Task goal
Rewrite all the rows below, replacing every "picture" with "photo" and leaving everything else unchanged.

:::::

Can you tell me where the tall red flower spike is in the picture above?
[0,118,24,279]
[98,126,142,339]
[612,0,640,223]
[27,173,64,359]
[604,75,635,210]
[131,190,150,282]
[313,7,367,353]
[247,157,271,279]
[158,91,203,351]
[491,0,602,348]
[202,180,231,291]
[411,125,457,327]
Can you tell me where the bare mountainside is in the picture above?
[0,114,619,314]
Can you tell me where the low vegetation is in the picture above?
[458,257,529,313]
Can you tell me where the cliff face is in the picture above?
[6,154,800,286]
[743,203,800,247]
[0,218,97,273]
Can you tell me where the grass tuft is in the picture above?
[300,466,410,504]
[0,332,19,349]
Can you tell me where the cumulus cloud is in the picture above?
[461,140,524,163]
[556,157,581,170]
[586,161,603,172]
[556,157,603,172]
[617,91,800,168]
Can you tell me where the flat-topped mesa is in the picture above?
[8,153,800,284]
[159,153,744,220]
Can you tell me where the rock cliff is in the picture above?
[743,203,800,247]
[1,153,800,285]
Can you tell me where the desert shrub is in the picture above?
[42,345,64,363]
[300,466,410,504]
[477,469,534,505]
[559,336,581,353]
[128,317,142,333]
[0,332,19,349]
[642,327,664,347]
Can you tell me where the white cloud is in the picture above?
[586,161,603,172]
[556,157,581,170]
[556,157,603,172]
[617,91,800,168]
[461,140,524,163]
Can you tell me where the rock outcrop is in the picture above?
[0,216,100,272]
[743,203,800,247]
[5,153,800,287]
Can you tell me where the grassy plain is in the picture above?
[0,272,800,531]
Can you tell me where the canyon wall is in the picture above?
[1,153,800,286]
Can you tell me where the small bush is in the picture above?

:::::

The answer
Can you tell me where the tall red flower spike is in the photo above?
[0,118,24,279]
[98,126,142,339]
[612,0,640,223]
[27,173,64,359]
[604,75,635,210]
[131,190,150,282]
[313,7,367,353]
[247,157,271,279]
[158,91,203,351]
[491,0,602,348]
[202,180,231,291]
[411,125,457,327]
Can you tell me where the bare mountainside is in the photo above?
[0,114,619,314]
Can you tell me where the low vegetation is in the photo above?
[458,257,529,313]
Can you tell me where the cliff face is in the photo above?
[6,154,800,286]
[743,203,800,247]
[0,218,97,273]
Can you tell me where the grass tuft is in the photo above?
[300,466,410,504]
[0,332,19,349]
Can you tell me where the cumulus cloud is in the photo above?
[461,140,524,163]
[556,157,581,170]
[586,161,603,172]
[556,157,603,172]
[617,91,800,168]
Can you tell me where the flat-topped mesa is in the photo above?
[8,153,800,284]
[159,153,744,220]
Can you tell me where the rock cliff is in the photo above?
[743,203,800,247]
[1,153,800,285]
Can you tell me where the desert shrub is in the photo above?
[42,345,64,363]
[300,466,410,504]
[477,469,534,505]
[559,336,581,353]
[128,317,142,333]
[0,332,19,349]
[642,327,664,347]
Can you tell me where the white cloud is in the photo above?
[586,161,603,172]
[556,157,581,170]
[556,157,603,172]
[617,91,800,168]
[461,140,524,163]
Can you tell me where the rock outcrop is in the photo above?
[0,216,100,272]
[743,203,800,247]
[5,153,800,287]
Can you tell me where the grassy plain is in the photo above?
[0,272,800,531]
Can you tell me where the canyon wall is in the photo above?
[1,153,800,286]
Can you tell me where the small bush is in the photo above?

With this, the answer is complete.